### WHAT THE TASK REQUIRES
Please copy out the lines of the records below exactly as they appear, starting with the line containing "Batch job #47 — class: man's" and ending with the line containing "97;281;446;446", both included.

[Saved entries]
----------

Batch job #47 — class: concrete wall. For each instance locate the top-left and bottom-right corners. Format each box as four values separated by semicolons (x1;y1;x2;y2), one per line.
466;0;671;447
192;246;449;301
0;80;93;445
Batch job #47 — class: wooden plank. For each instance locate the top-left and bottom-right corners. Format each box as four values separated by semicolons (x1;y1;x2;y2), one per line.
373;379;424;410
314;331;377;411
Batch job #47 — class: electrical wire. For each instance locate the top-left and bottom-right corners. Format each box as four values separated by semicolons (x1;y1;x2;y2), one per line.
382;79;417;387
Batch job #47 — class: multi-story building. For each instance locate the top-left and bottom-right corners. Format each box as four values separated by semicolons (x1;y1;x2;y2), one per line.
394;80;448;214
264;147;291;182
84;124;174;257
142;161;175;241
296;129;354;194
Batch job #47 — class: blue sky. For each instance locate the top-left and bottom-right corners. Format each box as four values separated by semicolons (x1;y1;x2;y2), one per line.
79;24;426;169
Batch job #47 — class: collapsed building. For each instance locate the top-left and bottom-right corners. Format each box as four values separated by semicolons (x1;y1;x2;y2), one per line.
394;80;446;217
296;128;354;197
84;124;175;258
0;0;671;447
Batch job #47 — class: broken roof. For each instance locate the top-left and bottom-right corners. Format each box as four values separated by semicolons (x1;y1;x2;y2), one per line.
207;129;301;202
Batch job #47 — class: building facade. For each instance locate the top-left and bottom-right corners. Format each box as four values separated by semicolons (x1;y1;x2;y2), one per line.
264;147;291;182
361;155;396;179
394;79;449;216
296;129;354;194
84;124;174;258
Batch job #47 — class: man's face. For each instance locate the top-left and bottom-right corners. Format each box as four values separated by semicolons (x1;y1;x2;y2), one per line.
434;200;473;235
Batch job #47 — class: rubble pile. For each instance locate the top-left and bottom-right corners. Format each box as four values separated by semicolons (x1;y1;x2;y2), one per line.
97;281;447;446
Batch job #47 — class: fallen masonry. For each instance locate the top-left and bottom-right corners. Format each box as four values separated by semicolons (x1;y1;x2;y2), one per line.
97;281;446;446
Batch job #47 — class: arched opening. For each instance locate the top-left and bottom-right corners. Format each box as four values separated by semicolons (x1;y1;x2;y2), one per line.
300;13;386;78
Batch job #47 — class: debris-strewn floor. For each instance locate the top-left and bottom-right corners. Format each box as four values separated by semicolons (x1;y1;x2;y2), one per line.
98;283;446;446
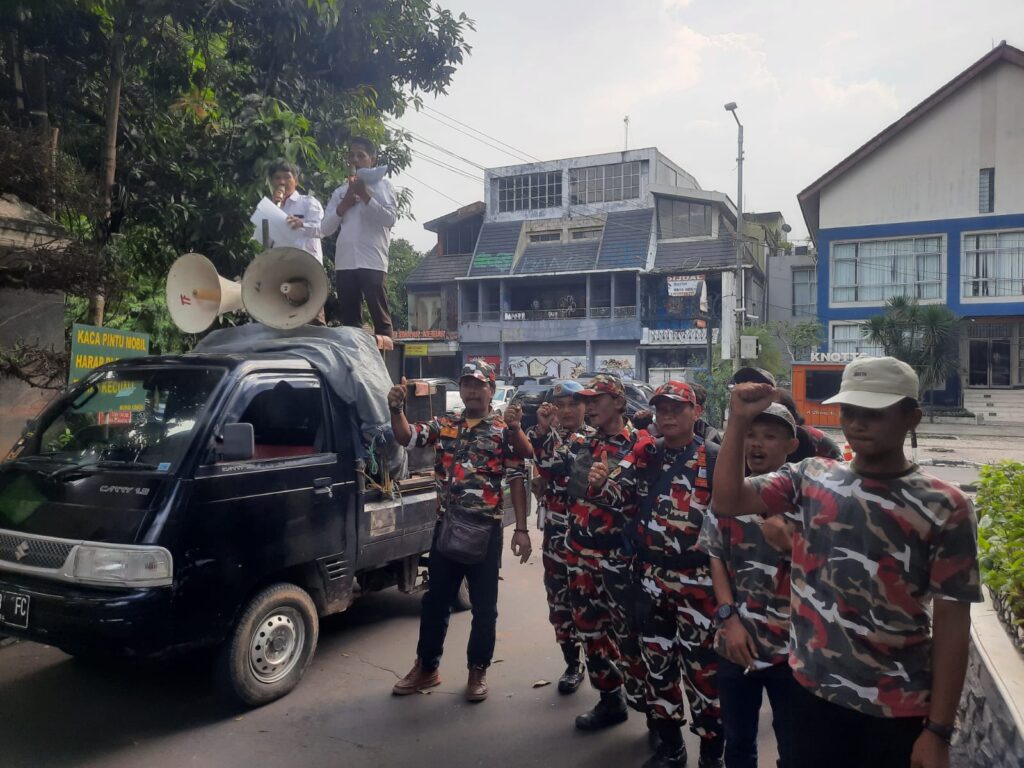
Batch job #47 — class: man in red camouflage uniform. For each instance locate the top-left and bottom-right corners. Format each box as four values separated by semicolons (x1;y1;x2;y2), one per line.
715;357;981;768
529;381;595;693
590;381;724;768
388;360;530;701
532;374;646;731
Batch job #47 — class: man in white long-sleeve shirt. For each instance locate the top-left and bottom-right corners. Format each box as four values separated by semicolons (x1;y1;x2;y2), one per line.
321;137;397;337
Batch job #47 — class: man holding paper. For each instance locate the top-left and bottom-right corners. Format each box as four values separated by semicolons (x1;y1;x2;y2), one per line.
321;137;398;337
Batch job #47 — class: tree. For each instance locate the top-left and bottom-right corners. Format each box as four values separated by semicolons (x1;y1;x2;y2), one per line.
863;296;961;415
768;321;821;362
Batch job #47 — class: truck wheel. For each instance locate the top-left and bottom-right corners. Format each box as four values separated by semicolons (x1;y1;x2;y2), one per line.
452;579;473;612
218;584;319;707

----------

### REPLY TO THE TASK
Batch job #47 — class: man's face. For each instance locate the top-left and bottom-right corners. Format each box as four values separated by semicolons (x1;y1;x2;y2), one per line.
434;200;473;235
Batch job #47 — class: rubble pile. For each instance locate the top-left and bottom-right corners. Format each box as four values separated by semicolons (x1;y1;x2;y2), one per line.
97;281;447;446
Batch job #47 — class: fallen masonry. For each instance locate the top-left and bottom-right corners. Format each box as four values separated by semicolons (x1;y1;x2;y2), one per line.
97;281;446;446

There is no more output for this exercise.